- [Page text]
* * *
With its blunt title and poster featuring a blood-spattered piece of fried chicken in the shape of Texas, one might expect “Killer Joe” to be a nonstop Southern-fried killfest of “Grindhouse” proportions. But “Killer Joe” isn’t really that kind of movie. A more apt comparison would be last year’s masterful “Drive.” We’re introduced to this world of menace and sleaze fairly early in the film, but don’t get to see its participants in action until the midway point, playing it cool and calculated the whole way. But unlike “Drive,” which was slowly built up steam until it left your head spinning after it crossed the finish line with both its bloody violence and deeper ruminations on morality, “Killer Joe” only gets you halfway there, sheepishly grins, and asks you if you’d like a chicken leg.
Normally, this would be a bad thing, but director William Friedkin and company make the ride so enthralling and the metaphorical chicken tasty enough to make up for most of the flaws in the film’s construction.
Based on the play of the same name by Tracy Letts (this is Friedkin’s second adaptation in a row of a Letts play, after 2006’s creepy “Bug”), “Killer Joe” is a fairly shrewd film about stupid people. Chris Smith (Emile Hirsch) is in deep ca-ca after he finds himself in debt to some unsavory drug dealers, so he escapes the home of his unsavory mother to hatch a plan with his estranged loser father (Thomas Haden Church) and growly, no-nonsense stepmother (Gina Gershon) to kill the evil woman and inherit the insurance money through his sister, Dottie (Juno Temple). Chris hires a cop who works as an assassin on the side and is known only as “Killer Joe” (Matthew McConaughey) to do the deed, but doesn’t quite think the payment through and ends up having to pay Joe with Dottie’s company. To say “it gets worse from there” would be an understatement.
The best thing about “Killer Joe” is easily the performances, especially that of McConaughey as the title character. McConaughey usually alternates between a few different stock roles (slimy douchenozzle with his shirt on, slimy douchenozzle with his shirt off…), and thus has never been given the chance to be as electrifying as he is here. He evokes Anthony Hopkins in “Silence of the Lambs” with his penetrating gaze and striking ability to be both icily mannered and psychotic at the same time, and puts every single one of his prior performances to shame. If nothing else, watch the movie for him.
* * *
- [Data extracts]
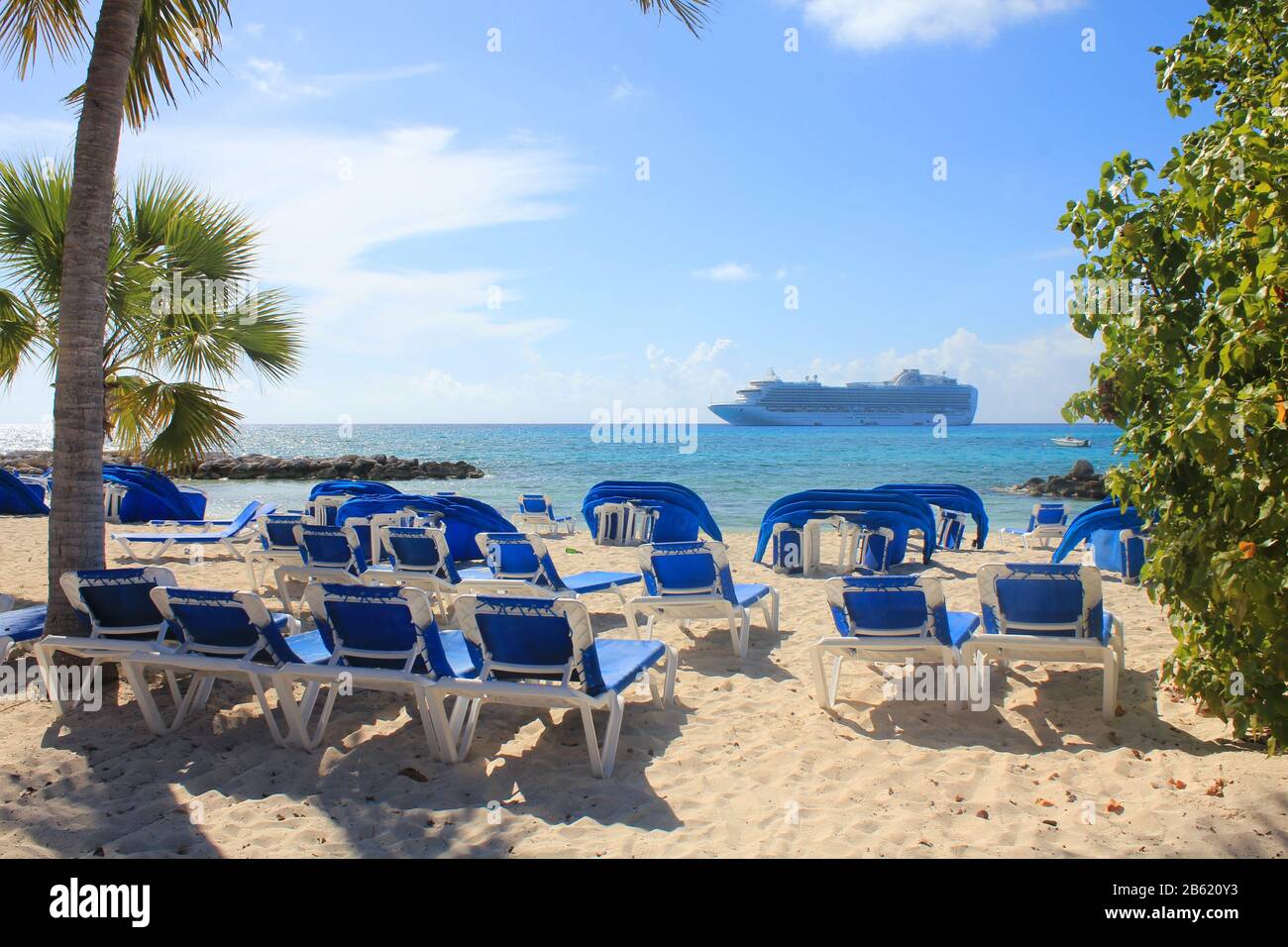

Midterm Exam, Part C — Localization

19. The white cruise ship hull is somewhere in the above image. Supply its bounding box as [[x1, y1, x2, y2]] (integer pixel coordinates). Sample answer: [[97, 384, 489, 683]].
[[711, 404, 975, 428]]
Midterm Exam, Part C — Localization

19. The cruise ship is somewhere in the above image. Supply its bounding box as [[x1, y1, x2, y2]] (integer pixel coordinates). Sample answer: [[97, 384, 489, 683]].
[[711, 368, 979, 427]]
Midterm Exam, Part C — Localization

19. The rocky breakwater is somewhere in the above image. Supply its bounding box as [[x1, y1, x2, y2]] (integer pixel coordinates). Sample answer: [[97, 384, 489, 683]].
[[189, 454, 483, 480], [1015, 460, 1108, 500]]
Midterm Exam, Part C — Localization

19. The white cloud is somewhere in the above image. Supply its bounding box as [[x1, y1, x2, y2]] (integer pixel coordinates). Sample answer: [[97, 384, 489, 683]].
[[791, 0, 1082, 52], [239, 56, 441, 100], [691, 262, 756, 282], [803, 325, 1102, 423]]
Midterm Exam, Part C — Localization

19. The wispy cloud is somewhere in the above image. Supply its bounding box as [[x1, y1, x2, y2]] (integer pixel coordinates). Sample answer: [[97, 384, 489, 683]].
[[790, 0, 1082, 52], [691, 262, 756, 282], [239, 56, 441, 100]]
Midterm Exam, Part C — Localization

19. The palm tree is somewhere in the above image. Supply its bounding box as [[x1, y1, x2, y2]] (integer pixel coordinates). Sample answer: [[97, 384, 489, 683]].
[[0, 0, 712, 634], [0, 0, 228, 634], [0, 159, 301, 468]]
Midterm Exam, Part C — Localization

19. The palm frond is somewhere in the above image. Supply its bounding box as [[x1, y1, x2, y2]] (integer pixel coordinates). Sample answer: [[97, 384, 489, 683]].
[[635, 0, 715, 36], [67, 0, 231, 129], [0, 0, 91, 78], [108, 374, 241, 469], [0, 288, 43, 385]]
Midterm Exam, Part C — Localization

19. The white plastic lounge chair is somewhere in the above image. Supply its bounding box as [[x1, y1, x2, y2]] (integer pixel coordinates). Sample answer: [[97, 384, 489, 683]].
[[625, 540, 778, 657], [112, 500, 262, 562], [33, 566, 181, 715], [364, 526, 532, 620], [443, 595, 677, 779], [1002, 502, 1069, 549], [476, 532, 640, 601], [814, 576, 979, 710], [121, 587, 330, 746], [270, 582, 481, 763], [246, 513, 308, 592], [962, 563, 1126, 723], [514, 493, 577, 536]]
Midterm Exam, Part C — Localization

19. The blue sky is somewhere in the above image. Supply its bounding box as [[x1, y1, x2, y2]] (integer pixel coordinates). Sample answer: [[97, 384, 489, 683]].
[[0, 0, 1205, 424]]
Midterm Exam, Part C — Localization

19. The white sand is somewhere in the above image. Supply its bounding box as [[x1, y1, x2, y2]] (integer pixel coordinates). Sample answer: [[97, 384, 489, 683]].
[[0, 518, 1288, 857]]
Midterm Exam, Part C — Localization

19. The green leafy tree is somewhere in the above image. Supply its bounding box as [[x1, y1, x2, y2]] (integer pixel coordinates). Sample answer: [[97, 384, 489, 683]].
[[1060, 0, 1288, 753], [0, 161, 301, 468]]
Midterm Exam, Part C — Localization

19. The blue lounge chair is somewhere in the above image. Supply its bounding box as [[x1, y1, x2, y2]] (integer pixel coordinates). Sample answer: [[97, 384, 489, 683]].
[[0, 595, 46, 661], [364, 526, 532, 620], [1002, 502, 1069, 549], [273, 582, 481, 763], [443, 595, 675, 779], [514, 493, 577, 536], [477, 532, 640, 601], [814, 576, 979, 710], [112, 500, 263, 562], [246, 511, 308, 592], [962, 563, 1126, 723], [33, 566, 181, 715], [625, 540, 778, 657], [121, 586, 329, 746]]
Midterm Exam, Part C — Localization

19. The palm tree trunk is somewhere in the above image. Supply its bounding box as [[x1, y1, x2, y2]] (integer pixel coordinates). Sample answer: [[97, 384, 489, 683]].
[[46, 0, 143, 634]]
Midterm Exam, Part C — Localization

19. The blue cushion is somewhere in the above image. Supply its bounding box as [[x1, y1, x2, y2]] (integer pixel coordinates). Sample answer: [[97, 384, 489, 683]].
[[564, 573, 640, 595], [0, 605, 46, 643], [273, 628, 331, 665], [733, 582, 769, 605], [940, 612, 979, 648], [583, 638, 666, 697]]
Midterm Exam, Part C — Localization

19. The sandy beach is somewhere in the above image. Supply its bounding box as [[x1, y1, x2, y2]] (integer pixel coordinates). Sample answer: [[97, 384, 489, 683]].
[[0, 518, 1288, 858]]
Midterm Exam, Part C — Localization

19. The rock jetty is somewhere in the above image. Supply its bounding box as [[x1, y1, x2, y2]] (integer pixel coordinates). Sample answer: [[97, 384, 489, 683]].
[[1015, 460, 1108, 500], [0, 451, 483, 480]]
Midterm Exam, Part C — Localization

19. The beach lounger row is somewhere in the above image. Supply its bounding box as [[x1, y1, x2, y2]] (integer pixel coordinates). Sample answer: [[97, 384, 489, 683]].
[[812, 563, 1126, 721]]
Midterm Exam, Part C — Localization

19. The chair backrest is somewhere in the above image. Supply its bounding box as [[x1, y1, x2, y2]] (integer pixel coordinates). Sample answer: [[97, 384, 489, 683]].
[[978, 562, 1104, 638], [456, 595, 605, 694], [823, 576, 948, 642], [1029, 502, 1069, 530], [304, 582, 452, 679], [255, 514, 308, 553], [519, 493, 554, 517], [380, 526, 461, 585], [639, 540, 738, 604], [151, 586, 280, 659], [59, 566, 175, 638], [295, 524, 368, 576], [476, 532, 568, 591], [224, 500, 263, 536]]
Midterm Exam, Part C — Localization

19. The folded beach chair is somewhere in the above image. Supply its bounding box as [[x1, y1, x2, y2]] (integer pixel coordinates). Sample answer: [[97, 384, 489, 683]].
[[270, 582, 482, 763], [364, 526, 522, 620], [514, 493, 577, 536], [112, 500, 262, 562], [121, 587, 330, 746], [246, 513, 308, 592], [625, 540, 778, 657], [814, 576, 979, 710], [1002, 502, 1069, 549], [962, 563, 1126, 721], [0, 595, 46, 661], [477, 532, 640, 601], [443, 595, 677, 779], [33, 566, 181, 715]]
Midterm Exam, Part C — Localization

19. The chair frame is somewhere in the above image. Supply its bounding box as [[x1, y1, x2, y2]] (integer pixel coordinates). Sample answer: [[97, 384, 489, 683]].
[[623, 540, 780, 659], [445, 595, 678, 780], [962, 562, 1127, 723]]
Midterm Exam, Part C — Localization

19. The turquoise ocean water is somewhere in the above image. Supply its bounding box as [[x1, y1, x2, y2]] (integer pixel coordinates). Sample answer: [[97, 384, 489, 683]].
[[148, 424, 1118, 531]]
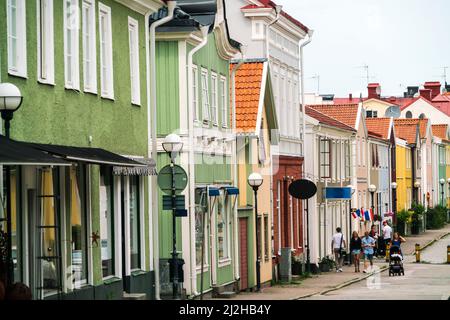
* * *
- [Parts of the exercise]
(A) Answer these from the Killer Joe review:
(i) Which film does the review call a more apt comparison?
(ii) Whose play is the film based on?
(iii) Who plays the title character?
(B) Say whether each statement agrees with the Killer Joe review:
(i) This is Friedkin's first adaptation of a Letts play.
(ii) Chris ends up paying Joe with Dottie's company.
(iii) The review names the performances as the film's best feature.
The records have nothing to do with the text.

- [Results for each task]
(A)
(i) "Drive"
(ii) Tracy Letts
(iii) Matthew McConaughey

(B)
(i) No: "this is Friedkin’s second adaptation in a row of a Letts play, after 2006’s creepy “Bug”"
(ii) Yes: "ends up having to pay Joe with Dottie’s company"
(iii) Yes: "The best thing about “Killer Joe” is easily the performances"